[Stored data entries]
--- --- ---

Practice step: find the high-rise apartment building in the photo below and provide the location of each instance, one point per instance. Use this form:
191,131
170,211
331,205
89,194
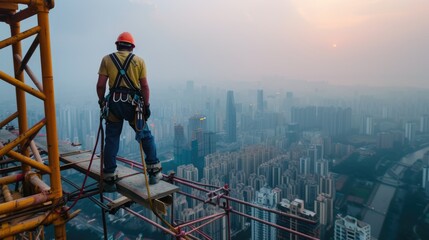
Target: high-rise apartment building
231,118
260,101
296,208
349,228
368,125
265,197
179,144
410,131
424,123
425,179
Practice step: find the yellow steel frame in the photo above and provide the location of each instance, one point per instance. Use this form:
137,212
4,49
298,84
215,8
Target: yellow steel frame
12,12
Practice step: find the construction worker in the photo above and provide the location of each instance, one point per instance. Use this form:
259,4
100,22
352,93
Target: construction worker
128,99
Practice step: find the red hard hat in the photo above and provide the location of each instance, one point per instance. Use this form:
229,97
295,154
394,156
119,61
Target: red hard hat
125,37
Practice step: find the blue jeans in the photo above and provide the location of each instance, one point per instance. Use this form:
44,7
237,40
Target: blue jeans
125,111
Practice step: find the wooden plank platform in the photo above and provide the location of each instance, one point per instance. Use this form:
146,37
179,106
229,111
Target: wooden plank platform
131,183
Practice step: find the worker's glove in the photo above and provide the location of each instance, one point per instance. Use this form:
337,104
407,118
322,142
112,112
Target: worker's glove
101,103
146,112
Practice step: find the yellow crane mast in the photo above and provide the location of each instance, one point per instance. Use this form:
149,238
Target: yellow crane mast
33,203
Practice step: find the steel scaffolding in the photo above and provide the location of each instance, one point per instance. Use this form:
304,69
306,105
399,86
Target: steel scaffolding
36,203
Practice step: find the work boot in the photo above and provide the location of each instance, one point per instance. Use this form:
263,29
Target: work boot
154,173
109,182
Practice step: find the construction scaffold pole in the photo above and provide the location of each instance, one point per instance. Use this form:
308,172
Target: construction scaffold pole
38,203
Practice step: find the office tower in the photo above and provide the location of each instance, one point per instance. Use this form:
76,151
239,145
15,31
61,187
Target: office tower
260,101
292,133
314,153
231,118
327,185
296,208
409,131
268,198
425,180
324,208
209,141
424,123
304,165
368,125
349,228
179,144
311,191
196,123
322,167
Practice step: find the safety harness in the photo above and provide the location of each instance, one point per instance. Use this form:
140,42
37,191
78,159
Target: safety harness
122,72
131,93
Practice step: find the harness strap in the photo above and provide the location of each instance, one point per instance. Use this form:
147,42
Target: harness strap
122,71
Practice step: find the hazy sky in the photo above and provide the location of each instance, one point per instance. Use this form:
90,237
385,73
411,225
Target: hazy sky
367,42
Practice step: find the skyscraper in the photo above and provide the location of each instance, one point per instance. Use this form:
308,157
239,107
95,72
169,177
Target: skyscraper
349,228
268,198
410,131
260,101
296,208
425,180
179,144
231,118
424,123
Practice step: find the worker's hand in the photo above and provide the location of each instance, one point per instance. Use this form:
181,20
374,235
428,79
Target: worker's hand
146,112
101,103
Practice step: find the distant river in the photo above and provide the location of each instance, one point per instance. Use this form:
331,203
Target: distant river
413,157
379,205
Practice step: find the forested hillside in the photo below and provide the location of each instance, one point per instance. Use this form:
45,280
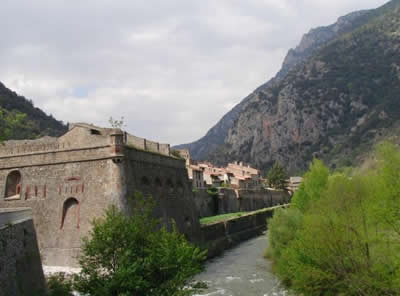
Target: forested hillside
20,119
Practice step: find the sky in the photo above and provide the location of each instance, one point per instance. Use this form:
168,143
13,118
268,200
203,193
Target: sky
171,68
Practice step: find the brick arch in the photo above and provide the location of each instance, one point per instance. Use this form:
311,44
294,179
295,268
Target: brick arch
70,213
145,181
179,187
13,184
157,182
170,185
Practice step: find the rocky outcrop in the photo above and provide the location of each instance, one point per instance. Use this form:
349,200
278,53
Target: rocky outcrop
215,137
337,92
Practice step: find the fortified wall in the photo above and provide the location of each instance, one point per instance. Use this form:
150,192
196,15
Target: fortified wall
228,200
20,266
70,180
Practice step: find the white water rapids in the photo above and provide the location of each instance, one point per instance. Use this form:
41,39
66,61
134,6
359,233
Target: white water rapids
242,271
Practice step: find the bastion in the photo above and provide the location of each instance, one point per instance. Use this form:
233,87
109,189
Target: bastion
70,180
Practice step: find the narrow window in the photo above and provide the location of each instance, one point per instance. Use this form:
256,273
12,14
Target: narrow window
170,186
95,132
158,182
70,214
13,184
145,181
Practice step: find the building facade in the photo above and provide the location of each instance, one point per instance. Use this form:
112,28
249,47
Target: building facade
70,180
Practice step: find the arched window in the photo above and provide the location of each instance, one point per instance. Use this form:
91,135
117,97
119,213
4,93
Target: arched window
13,184
145,181
170,185
70,214
179,186
157,182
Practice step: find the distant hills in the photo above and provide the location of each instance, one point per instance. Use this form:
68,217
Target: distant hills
336,95
32,123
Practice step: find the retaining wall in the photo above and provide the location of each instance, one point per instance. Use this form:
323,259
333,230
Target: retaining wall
223,235
21,270
232,201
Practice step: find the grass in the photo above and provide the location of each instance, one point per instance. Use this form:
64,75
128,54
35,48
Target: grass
219,218
225,217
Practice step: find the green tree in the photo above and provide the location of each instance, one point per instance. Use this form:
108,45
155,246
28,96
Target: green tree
10,122
277,176
341,235
313,185
133,255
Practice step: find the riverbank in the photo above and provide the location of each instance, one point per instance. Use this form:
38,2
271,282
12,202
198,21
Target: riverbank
242,271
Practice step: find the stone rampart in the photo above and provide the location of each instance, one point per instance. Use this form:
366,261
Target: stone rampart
28,149
231,201
147,145
21,270
55,157
69,187
223,235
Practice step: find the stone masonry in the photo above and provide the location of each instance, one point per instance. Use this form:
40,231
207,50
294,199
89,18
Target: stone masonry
70,180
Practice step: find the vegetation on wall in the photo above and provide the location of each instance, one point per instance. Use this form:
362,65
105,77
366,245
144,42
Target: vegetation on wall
134,255
277,176
341,235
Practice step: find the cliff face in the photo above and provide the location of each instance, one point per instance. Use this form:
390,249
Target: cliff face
337,92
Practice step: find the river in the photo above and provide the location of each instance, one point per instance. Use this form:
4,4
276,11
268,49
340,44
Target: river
241,271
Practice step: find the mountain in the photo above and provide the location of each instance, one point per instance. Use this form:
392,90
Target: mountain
20,119
336,94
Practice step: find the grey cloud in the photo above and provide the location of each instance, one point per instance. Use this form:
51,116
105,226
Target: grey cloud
171,68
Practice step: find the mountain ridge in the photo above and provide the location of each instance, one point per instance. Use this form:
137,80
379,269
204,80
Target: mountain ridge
215,136
279,92
32,122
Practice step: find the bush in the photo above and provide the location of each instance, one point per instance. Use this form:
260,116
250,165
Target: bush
59,285
132,255
277,176
341,235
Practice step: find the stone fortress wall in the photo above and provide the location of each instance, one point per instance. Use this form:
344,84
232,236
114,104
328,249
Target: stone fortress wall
229,200
70,180
21,270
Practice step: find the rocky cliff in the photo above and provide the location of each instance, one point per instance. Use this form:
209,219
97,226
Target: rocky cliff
20,119
337,92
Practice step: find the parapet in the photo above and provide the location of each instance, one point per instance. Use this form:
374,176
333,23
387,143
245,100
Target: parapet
81,136
147,145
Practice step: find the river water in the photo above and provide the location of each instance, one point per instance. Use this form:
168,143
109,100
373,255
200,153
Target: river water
241,271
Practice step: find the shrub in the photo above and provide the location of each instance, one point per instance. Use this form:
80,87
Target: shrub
341,236
132,255
59,285
277,176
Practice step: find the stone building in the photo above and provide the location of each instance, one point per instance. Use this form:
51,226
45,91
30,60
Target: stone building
70,180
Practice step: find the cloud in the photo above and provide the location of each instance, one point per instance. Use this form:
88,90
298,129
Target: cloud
171,68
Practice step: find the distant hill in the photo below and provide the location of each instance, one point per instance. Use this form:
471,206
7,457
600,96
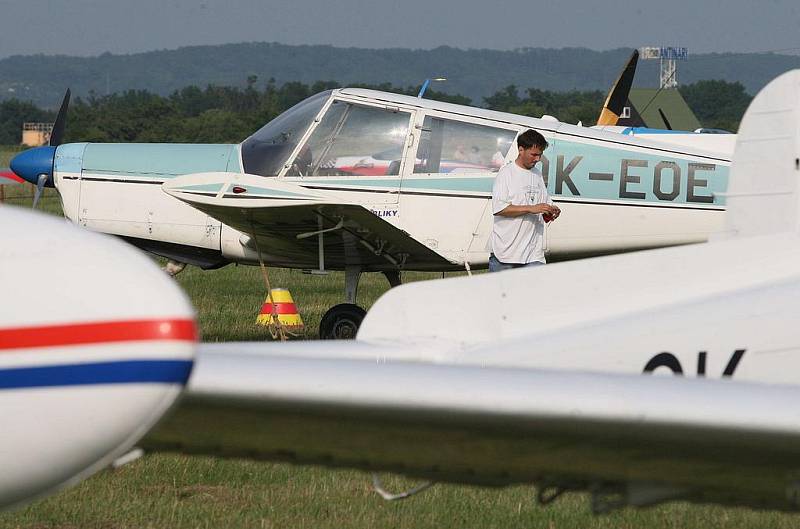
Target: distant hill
473,73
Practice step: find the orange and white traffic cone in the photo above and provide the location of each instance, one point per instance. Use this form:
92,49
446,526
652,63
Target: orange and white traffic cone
285,308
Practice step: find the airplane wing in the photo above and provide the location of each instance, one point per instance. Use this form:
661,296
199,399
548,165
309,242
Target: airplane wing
630,440
299,221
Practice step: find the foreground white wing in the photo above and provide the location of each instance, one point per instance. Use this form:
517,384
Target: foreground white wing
629,439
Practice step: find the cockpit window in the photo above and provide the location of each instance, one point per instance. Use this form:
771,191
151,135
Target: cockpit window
354,140
448,146
265,152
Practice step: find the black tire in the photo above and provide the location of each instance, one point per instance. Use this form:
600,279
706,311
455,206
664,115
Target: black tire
341,322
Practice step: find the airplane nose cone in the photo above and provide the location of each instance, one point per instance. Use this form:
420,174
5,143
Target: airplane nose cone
32,163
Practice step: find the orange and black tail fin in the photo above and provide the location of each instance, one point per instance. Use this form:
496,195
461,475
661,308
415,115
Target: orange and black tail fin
612,108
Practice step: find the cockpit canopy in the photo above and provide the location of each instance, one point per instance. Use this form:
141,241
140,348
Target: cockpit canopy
351,138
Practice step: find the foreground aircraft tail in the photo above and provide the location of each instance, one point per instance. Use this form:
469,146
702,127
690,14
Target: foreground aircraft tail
615,102
764,192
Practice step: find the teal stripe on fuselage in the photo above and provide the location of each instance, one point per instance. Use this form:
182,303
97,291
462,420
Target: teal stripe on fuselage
159,160
432,183
69,157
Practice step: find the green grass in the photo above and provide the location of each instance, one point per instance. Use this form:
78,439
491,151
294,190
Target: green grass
173,491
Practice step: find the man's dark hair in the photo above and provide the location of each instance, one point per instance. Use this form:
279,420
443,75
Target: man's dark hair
531,138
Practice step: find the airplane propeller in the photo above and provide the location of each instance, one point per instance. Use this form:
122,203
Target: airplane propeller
36,165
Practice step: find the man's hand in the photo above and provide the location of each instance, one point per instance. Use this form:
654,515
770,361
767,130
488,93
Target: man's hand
544,209
551,214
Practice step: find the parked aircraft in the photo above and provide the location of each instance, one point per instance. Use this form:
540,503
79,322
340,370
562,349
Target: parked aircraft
362,180
507,390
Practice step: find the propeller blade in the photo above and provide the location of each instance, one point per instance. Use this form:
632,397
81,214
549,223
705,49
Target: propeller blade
57,136
39,188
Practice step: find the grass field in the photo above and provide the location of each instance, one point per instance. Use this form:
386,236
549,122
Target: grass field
172,491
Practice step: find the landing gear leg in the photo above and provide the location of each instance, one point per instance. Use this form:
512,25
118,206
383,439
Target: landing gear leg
342,321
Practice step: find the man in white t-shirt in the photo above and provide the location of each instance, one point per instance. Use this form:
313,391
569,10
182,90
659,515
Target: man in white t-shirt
521,207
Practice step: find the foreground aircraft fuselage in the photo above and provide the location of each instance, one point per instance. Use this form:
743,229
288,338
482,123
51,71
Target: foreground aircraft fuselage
422,169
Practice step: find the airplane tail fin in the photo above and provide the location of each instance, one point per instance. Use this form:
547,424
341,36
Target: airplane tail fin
764,191
615,102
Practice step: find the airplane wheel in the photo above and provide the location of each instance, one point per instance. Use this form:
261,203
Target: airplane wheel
341,322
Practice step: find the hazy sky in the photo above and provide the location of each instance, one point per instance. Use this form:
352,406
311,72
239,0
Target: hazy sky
91,27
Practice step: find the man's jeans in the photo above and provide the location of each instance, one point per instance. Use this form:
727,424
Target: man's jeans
497,266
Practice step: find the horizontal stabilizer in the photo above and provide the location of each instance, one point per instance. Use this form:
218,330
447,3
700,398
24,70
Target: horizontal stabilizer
763,196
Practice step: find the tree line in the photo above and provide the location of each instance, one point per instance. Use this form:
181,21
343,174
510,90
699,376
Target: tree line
223,114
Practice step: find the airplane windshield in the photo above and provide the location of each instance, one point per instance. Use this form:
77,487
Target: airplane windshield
265,152
354,140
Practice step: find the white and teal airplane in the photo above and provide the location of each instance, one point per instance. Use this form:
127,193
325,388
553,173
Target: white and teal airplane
642,378
368,181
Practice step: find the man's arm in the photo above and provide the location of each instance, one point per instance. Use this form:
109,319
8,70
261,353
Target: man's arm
536,209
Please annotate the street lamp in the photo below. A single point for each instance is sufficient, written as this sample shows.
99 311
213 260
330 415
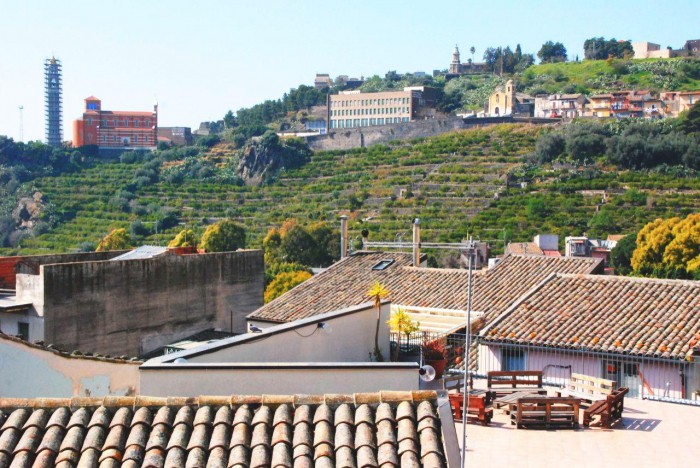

--- --- ---

## Exercise requirements
From the data above, report how many lines include the string "below". The number alone will do.

## Result of this task
4